What is expected ▸ Go through the data and copy every line exactly, but not the images.

Entries taken from a collection
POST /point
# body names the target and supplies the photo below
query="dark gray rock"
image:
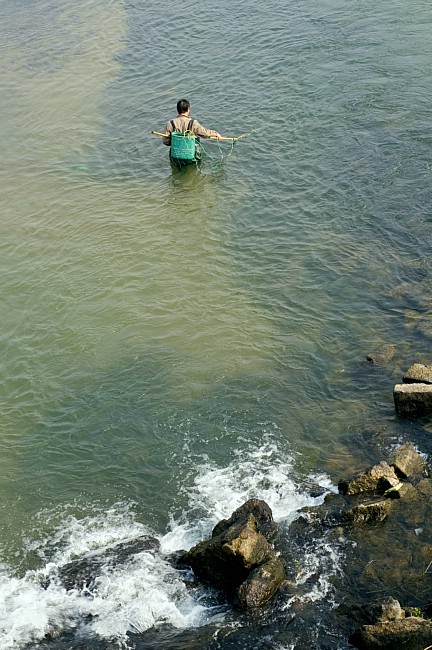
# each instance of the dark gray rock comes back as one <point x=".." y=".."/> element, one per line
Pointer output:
<point x="82" y="573"/>
<point x="225" y="560"/>
<point x="261" y="584"/>
<point x="375" y="479"/>
<point x="373" y="512"/>
<point x="238" y="557"/>
<point x="409" y="633"/>
<point x="413" y="400"/>
<point x="418" y="374"/>
<point x="263" y="516"/>
<point x="407" y="462"/>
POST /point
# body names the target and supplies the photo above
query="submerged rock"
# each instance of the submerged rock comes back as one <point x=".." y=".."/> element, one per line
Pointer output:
<point x="413" y="400"/>
<point x="375" y="479"/>
<point x="238" y="558"/>
<point x="407" y="461"/>
<point x="261" y="584"/>
<point x="409" y="633"/>
<point x="368" y="512"/>
<point x="263" y="516"/>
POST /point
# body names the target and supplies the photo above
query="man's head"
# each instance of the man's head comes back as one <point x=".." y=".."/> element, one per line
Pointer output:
<point x="183" y="106"/>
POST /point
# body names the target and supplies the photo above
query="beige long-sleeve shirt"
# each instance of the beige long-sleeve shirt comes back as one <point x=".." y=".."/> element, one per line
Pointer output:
<point x="181" y="123"/>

Task output ▸
POST /point
# body names the target and supplies the photo below
query="dark gray rock"
image:
# each instance of the dark gray rock comes back as one <point x=".." y=".."/> element, one per line
Pointer output:
<point x="82" y="573"/>
<point x="225" y="560"/>
<point x="261" y="584"/>
<point x="375" y="479"/>
<point x="373" y="512"/>
<point x="238" y="557"/>
<point x="409" y="633"/>
<point x="413" y="400"/>
<point x="418" y="374"/>
<point x="263" y="516"/>
<point x="407" y="462"/>
POST /point
# body names the target and supplies the photo above
query="submerged rock"
# each instance of the submerged rock comes back as one <point x=".." y=".."/> element, one per line
Pointer output:
<point x="413" y="400"/>
<point x="375" y="479"/>
<point x="238" y="558"/>
<point x="407" y="461"/>
<point x="261" y="584"/>
<point x="409" y="633"/>
<point x="368" y="512"/>
<point x="263" y="516"/>
POST /point
# body names the target and supplies the photo above
query="man's head"
# each instance of the man's head comes back as one <point x=".." y=".."/> element, one per line
Pointer output:
<point x="183" y="106"/>
POST /point
# body names the target and supplies the photo above
query="beige long-sleeve shirt"
# each instance of the beige long-sleeve shirt comes back as one <point x=".." y=".."/> element, one per line
Pointer output:
<point x="181" y="123"/>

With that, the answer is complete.